»»
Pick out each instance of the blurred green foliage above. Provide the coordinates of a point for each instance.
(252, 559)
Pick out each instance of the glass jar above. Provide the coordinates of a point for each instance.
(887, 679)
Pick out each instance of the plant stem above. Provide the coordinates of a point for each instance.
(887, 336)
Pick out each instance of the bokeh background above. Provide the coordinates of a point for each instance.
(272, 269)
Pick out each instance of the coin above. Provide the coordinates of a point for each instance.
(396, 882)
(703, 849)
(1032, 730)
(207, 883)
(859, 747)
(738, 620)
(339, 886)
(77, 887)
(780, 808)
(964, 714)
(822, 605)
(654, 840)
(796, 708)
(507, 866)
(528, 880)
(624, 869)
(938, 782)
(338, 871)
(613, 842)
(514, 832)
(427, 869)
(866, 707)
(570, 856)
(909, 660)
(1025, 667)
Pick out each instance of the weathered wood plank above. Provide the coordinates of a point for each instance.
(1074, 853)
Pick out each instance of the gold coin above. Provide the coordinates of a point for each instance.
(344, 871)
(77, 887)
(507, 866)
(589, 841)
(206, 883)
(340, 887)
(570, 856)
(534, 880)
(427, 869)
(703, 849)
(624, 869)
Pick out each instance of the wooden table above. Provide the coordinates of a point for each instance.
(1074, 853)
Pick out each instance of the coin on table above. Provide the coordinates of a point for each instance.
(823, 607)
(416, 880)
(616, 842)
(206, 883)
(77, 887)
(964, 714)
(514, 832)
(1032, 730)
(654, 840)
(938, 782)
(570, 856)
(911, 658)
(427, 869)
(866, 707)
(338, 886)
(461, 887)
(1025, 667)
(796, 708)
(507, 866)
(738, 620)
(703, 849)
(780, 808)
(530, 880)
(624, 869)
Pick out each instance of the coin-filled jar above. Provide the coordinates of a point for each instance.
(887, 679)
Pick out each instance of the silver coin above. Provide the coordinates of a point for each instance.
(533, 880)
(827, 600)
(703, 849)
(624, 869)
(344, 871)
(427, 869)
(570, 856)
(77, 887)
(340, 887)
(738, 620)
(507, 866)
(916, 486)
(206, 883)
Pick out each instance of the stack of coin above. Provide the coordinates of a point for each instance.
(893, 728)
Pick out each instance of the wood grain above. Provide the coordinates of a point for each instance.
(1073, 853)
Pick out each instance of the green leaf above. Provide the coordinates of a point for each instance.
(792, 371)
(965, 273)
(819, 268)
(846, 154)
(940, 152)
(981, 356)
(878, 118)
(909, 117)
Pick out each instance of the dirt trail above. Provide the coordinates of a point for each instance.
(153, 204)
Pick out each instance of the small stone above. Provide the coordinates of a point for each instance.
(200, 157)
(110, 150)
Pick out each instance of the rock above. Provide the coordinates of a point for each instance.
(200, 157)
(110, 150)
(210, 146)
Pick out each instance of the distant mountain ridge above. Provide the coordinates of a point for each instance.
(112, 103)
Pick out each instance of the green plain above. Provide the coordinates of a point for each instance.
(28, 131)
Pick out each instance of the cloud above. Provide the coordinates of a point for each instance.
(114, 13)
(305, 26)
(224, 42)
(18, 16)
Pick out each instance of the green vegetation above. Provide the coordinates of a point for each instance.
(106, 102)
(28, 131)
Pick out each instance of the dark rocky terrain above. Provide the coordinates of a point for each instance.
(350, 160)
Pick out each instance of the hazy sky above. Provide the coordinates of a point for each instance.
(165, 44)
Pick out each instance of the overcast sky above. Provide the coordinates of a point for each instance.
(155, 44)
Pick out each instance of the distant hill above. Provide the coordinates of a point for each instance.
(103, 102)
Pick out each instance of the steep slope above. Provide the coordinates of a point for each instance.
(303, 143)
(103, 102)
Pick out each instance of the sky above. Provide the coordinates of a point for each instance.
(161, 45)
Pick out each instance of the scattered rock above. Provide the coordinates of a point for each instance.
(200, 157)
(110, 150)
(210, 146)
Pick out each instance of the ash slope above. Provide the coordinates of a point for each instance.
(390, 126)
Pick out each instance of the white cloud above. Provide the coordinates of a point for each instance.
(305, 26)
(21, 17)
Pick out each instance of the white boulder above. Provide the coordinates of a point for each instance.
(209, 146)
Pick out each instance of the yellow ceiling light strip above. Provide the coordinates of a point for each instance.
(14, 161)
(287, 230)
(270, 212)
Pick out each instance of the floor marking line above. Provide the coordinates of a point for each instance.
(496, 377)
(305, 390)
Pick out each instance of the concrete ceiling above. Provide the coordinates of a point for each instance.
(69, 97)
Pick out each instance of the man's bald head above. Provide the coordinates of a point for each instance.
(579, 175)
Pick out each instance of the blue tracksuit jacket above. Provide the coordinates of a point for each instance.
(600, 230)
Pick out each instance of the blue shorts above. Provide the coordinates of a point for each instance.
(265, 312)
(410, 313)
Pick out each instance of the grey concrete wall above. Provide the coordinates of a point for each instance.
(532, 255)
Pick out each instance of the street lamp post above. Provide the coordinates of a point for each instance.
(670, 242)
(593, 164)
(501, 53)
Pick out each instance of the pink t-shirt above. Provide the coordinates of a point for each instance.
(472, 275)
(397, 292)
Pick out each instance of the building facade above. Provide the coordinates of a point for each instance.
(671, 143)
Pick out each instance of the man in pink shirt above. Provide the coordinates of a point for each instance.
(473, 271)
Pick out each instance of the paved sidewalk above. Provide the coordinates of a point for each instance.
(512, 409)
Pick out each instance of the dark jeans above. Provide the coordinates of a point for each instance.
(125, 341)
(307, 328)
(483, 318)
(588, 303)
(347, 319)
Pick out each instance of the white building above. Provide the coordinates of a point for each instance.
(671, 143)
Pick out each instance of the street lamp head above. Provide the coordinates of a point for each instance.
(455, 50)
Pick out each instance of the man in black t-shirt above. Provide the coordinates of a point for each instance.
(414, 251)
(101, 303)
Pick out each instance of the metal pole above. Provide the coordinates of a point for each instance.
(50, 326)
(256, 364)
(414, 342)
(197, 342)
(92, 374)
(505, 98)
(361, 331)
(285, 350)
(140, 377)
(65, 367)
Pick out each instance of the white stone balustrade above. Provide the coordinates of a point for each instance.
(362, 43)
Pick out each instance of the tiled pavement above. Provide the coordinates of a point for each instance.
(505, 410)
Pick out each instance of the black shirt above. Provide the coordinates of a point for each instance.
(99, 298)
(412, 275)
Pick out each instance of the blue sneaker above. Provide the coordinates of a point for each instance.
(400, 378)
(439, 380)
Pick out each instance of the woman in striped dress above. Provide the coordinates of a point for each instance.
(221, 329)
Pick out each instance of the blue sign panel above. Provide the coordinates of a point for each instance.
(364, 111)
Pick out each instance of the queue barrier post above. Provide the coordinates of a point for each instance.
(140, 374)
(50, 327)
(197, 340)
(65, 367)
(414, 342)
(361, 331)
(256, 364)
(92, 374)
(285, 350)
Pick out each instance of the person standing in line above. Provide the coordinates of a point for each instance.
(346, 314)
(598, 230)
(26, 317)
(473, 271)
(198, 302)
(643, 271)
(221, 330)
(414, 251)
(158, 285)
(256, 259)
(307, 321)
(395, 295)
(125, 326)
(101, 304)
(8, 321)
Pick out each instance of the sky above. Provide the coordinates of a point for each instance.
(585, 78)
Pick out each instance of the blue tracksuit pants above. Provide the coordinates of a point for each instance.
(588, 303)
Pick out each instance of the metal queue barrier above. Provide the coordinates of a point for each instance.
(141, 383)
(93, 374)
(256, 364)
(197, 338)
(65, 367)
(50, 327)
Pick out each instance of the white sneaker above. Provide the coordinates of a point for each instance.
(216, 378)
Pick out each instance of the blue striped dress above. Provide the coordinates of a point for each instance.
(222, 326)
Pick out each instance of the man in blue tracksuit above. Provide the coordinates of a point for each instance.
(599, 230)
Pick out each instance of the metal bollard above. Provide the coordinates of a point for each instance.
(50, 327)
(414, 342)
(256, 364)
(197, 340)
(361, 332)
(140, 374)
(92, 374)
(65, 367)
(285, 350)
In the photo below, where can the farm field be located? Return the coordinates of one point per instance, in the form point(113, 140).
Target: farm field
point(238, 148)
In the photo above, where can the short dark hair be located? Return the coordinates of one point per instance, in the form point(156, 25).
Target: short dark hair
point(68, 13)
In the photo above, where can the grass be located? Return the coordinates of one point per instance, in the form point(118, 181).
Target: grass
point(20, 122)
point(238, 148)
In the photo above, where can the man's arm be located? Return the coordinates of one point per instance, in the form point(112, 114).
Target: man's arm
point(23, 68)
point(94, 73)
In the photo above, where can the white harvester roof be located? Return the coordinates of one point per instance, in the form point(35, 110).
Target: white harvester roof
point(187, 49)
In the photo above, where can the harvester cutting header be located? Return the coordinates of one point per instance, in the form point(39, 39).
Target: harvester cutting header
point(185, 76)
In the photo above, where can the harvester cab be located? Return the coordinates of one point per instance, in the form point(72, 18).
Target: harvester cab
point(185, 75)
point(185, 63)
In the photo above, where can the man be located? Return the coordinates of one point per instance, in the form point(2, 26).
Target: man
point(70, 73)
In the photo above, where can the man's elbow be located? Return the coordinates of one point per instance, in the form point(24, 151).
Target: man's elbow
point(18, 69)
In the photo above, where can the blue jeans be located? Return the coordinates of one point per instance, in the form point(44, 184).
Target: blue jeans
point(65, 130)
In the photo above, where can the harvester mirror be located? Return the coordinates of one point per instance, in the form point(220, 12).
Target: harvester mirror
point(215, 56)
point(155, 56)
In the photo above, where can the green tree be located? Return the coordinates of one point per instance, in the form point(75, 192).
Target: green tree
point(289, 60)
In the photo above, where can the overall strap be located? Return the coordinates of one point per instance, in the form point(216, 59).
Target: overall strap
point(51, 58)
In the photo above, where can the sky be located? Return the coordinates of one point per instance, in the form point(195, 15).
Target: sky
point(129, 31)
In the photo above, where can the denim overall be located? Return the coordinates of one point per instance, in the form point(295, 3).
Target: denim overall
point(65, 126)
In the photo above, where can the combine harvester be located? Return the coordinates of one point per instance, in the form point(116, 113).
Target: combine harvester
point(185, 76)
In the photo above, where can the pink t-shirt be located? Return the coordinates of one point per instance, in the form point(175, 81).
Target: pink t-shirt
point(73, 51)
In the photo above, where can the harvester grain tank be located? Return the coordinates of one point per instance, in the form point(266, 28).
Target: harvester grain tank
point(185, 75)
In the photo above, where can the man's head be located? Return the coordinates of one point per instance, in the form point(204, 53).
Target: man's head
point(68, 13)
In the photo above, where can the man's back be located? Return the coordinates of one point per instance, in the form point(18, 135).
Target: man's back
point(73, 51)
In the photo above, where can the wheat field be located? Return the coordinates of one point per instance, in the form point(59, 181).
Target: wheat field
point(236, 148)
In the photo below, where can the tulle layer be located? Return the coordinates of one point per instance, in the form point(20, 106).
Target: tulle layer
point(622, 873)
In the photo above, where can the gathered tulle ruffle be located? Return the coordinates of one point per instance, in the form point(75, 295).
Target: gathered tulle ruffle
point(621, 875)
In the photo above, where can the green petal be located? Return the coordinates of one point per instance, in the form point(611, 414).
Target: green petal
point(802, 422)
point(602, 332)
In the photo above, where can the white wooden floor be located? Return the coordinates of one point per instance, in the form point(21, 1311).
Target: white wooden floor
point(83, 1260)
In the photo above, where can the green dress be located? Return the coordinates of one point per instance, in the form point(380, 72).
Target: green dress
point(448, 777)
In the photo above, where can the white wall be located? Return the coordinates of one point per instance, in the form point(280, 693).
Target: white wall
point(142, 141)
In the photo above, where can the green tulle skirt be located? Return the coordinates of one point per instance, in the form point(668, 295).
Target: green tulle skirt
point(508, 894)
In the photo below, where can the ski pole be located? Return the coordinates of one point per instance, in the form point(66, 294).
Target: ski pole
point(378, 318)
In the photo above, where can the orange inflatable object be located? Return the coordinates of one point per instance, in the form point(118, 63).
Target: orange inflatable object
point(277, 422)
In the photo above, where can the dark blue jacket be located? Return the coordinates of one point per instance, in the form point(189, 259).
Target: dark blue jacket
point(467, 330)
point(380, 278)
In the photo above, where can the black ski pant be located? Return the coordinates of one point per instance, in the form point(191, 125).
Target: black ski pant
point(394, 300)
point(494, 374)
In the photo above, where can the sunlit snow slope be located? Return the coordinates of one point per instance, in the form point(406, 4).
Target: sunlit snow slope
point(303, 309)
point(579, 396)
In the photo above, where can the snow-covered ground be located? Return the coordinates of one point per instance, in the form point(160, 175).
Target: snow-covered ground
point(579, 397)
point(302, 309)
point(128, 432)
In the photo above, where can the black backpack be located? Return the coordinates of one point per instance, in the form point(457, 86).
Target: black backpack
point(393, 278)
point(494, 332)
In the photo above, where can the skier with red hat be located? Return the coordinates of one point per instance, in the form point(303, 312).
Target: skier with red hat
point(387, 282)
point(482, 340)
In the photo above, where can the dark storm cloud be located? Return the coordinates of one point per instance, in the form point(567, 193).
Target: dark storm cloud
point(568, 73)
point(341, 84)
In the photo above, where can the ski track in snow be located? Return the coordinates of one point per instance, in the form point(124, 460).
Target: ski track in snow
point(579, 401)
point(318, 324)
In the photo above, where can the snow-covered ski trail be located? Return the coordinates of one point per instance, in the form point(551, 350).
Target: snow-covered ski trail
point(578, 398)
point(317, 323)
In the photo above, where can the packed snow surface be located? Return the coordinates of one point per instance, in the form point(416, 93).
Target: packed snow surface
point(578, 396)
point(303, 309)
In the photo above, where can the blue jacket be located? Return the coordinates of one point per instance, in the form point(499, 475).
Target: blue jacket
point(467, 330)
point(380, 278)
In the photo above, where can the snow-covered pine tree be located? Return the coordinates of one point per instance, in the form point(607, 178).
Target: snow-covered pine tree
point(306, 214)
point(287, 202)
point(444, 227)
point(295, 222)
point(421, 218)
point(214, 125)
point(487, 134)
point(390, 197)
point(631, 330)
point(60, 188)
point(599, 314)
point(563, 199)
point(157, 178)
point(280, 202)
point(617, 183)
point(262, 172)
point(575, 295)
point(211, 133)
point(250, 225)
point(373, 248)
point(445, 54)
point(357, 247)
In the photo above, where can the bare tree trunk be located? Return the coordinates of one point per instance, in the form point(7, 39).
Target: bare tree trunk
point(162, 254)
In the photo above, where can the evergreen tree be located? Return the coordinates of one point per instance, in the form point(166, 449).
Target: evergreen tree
««
Instructions for the task: Arrange the data from the line with "In the photo above, where can the wheat" through the line with "point(508, 894)" as a two-column CSV with columns named input and output. Each row should hold one input and its output, each in its own quoted field, with line breaks turned into spaces.

Written response:
input,output
"In the photo above, where can the wheat field be located? Return the coordinates of one point per instance, in the form point(59, 181). Target: wheat field","point(236, 148)"
"In the photo below, where can the tulle layer be located? Return the coordinates of one point per instance, in the form point(20, 106). Target: tulle layer","point(622, 873)"
"In the photo above, where can the gathered tulle ruffle be located? Return the coordinates of one point per instance, in the form point(75, 295). Target: gathered tulle ruffle","point(621, 875)"
"In the photo above, where can the green petal be located? Return the coordinates of one point per instance, in the form point(611, 414). Target: green petal","point(802, 422) point(602, 332)"
"In the photo above, where can the white wooden floor be located? Return the coordinates of one point per instance, in the form point(21, 1311). Target: white wooden floor","point(83, 1260)"
"In the photo above, where can the green dress be located? Return the coordinates of one point per instance, in the form point(380, 72). Target: green dress","point(448, 777)"
"In the photo above, where can the white wall be located? Return the coordinates of one point per instance, in the form point(280, 693). Target: white wall","point(142, 141)"
"In the photo above, where can the green tulle skirt be located? Return the coordinates of one point per instance, in the form point(668, 295). Target: green tulle skirt","point(508, 894)"